◆ **Study text**
_ _ _ _ _ _ _

QM/MM modeling of the hydrolysis and transfructosylation reactions of fructosyltransferase from Aspergillus japonicas, an enzyme that produces prebiotic fructooligosaccharide.

Fructosyltransferases (FTs) act on sucrose by cleaving the β-(2→1) linkage, releasing glucose, and then transferring the fructosyl group to an acceptor molecule. These enzymes are capable of producing prebiotic fructooligosaccharides (FOSs) that are of industrial interest. While several FOS-synthesizing enzymes FTs have been investigated, their catalytic mechanism is not yet fully understood, especially the molecular details of how FOS are enzymatically synthesized from sucrose. Here, we present a comparative quantum mechanics/molecular mechanics (QM/MM) study on the hydrolysis and transfructosylation reactions catalyzed by A. japonicus FT using sucrose as donor and acceptor substrates. It is shown that the hydrolysis and transfructosylation reactions of the enzyme seem to be competitive with similar potential energy profiles. For all studied reaction steps, the fructosyl ring bound in the -1 position was observed to have a 4E conformation in the oxocarbonium ion-like transition state. Based on the SCC-DFTB/MM simulations of sucrose complexes of wildtype and D191A mutant FT, Asp191 is shown to be responsible for the productive sugar conformation (at subsite -1) required for catalysis. A key interaction, Asp119⋯nucleophile⋯1-OH (substrate), is proposed to facilitate the formation of fructosyl-enzyme intermediate. This is the first computational study for understanding the FOS synthesis process, and it can be applicable to related FOS-synthesizing enzymes.

_ _ _ _ _ _ _

◆ **Required work**
- 1) Judge whether each statement agrees with the fructosyltransferase abstract. Answer yes or no for each, and quote the deciding words.
(a) At the -1 position, the fructosyl ring takes a 4E conformation in the transition state.
(b) The simulations used glucose as the donor substrate.
(c) Asp119 is responsible for the productive sugar conformation at subsite -1.
- 2) Reproduce the part of the fructosyltransferase abstract between "QM/MM modeling of" and "produces prebiotic fructooligosaccharide.", inclusive.

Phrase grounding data
_ _ _ _ _ _ _

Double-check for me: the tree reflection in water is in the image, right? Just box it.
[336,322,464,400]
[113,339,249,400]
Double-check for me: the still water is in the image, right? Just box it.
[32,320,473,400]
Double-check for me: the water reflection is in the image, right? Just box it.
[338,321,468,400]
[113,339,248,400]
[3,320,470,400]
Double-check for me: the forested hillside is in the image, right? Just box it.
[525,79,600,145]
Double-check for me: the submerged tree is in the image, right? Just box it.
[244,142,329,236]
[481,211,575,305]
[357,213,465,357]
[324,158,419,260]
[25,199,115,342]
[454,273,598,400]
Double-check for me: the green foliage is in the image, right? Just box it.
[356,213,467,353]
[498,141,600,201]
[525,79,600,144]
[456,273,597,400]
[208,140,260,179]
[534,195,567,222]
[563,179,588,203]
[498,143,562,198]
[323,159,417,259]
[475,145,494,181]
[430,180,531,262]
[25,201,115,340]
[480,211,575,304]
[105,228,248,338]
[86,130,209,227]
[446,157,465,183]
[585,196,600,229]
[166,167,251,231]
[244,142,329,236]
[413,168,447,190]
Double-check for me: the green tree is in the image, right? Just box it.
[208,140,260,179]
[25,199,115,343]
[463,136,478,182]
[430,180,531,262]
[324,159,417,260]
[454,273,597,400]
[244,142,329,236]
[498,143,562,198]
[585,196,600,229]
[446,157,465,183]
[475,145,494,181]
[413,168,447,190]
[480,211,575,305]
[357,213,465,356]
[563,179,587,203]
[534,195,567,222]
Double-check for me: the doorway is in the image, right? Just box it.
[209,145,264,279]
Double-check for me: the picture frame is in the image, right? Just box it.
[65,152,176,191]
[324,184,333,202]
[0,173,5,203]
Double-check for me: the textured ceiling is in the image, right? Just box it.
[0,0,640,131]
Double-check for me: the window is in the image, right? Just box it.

_ _ _ _ _ _ _

◆ **Solutions by task**
- 1)
(a) Yes: "the fructosyl ring bound in the -1 position was observed to have a 4E conformation in the oxocarbonium ion-like transition state"
(b) No: "using sucrose as donor and acceptor substrates"
(c) No: "Asp191 is shown to be responsible for the productive sugar conformation (at subsite -1) required for catalysis"

- 2)
QM/MM modeling of the hydrolysis and transfructosylation reactions of fructosyltransferase from Aspergillus japonicas, an enzyme that produces prebiotic fructooligosaccharide.